_Set of tasks_:
1. Copy the Firefox for Android build notes word for word, from "Note that if" to "in Android Studio.".
2. Carry the notes on building and debugging Firefox for Android further, starting right after their last sentence.

_Source document_:
Note that if you're profiling, you really want to be doing a release build. The behaviour of release is different from an optimized build.

If you're debuging, you probably need --enable-debug. For details of how to debug, see GeckoView Debugging Native Code in Android Studio.

To build, package, and install Firefox for Android (Fennec) on your Android device, run:
./mach build && ./mach package && ./mach install 
Note that you need to do the package step after every build. Once you've installed, you can start Firefox on a given URL with:
./mach run --url
For testing and profiling GeckoView, the easiest option is to run the GeckoView_example app. To build and install this, run:
./mach build && ./mach package && ./mach android build-geckoview_example && ./mach android install-geckoview_example
To run GeckoView_example, opening a URL:
adb shell am start -a android.intent.action.MAIN -c android.intent.category.LAUNCHER -n org.mozilla.geckoview_example/org.mozilla.geckoview_example.GeckoViewActivity -d ''
If you want to set environment variables, for example to turn on MOZ_LOGs, run like so:
adb shell am start -a android.intent.action.MAIN -c android.intent.category.LAUNCHER -n org.mozilla.geckoview_example/org.mozilla.geckoview_example.GeckoViewActivity -d '' --es env0 MOZ_LOG=MediaSource:5
Note if you want to create more than one environment variable, each one needs to be numberd, i.e. `--es env0 FOO=BAR env1 BAZ=FUZ`, and so on. Also note that you do not put quotes around environment variables here. That is, use `--es env0 FOO=BAR`, do not use `--es env0 FOO="BAR"`.

MOZ_LOGs go to adb logcat. To setup an output stream that reads specific MOZ_LOGs:
adb logcat | grep MediaSource
This stays open, printing logs until you terminate with CTRL+C. If you want to exit at the end of the logs buffered, pass -d. i.e.:
adb logcat -d > log_file.txt
Apparently you can pass a logtag filterspec to `adb logcat` to have it filter for you, but I never figured the syntax out.

_Data to examine_:
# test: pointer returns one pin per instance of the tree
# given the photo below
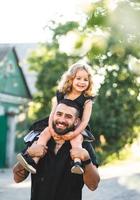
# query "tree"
(106, 41)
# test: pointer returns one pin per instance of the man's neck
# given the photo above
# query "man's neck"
(58, 145)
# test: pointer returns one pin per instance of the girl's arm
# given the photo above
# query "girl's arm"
(54, 104)
(84, 121)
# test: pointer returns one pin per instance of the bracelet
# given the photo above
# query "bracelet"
(86, 162)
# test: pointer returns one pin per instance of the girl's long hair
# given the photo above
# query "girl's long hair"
(65, 83)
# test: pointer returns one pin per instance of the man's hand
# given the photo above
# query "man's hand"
(80, 153)
(37, 150)
(69, 136)
(20, 174)
(54, 134)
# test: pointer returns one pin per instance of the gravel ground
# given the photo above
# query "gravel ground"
(118, 182)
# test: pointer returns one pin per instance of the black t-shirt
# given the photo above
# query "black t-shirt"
(54, 180)
(80, 100)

_Answers given_:
1.
Note that if you're profiling, you really want to be doing a release build. The behaviour of release is different from an optimized build.

If you're debuging, you probably need --enable-debug. For details of how to debug, see GeckoView Debugging Native Code in Android Studio.

2.
To clear logcat's buffered logs:
adb logcat --clear
This is useful if you're prinf-debugging something via logcat, and want to clear the decks before each run.

Other useful commands...

To terminate a running GeckoView_example:
adb shell am force-stop org.mozilla.geckoview_example
To list all packages on your device related to Mozilla:
adb shell pm list packages mozilla
To uninstall a GeckoView_example:
adb uninstall org.mozilla.geckoview_example && adb uninstall org.mozilla.geckoview_example.test
Note that this also uninstalls the GeckoView test app. Sometimes you may find you need to uninstall both apps before you can re-install. I think this is related to different versions of adb interacting.

To get the Android version on your device:
adb shell getprop
To simulate typing text:
adb shell input text "your text"
To profile a GeckoView_example session, you need to download the latest Firefox Desktop Nightly build, and install the Firefox Profiler add-on. Note that the Firefox Profiler Documentation is pretty good, so I'll only cover the highlights.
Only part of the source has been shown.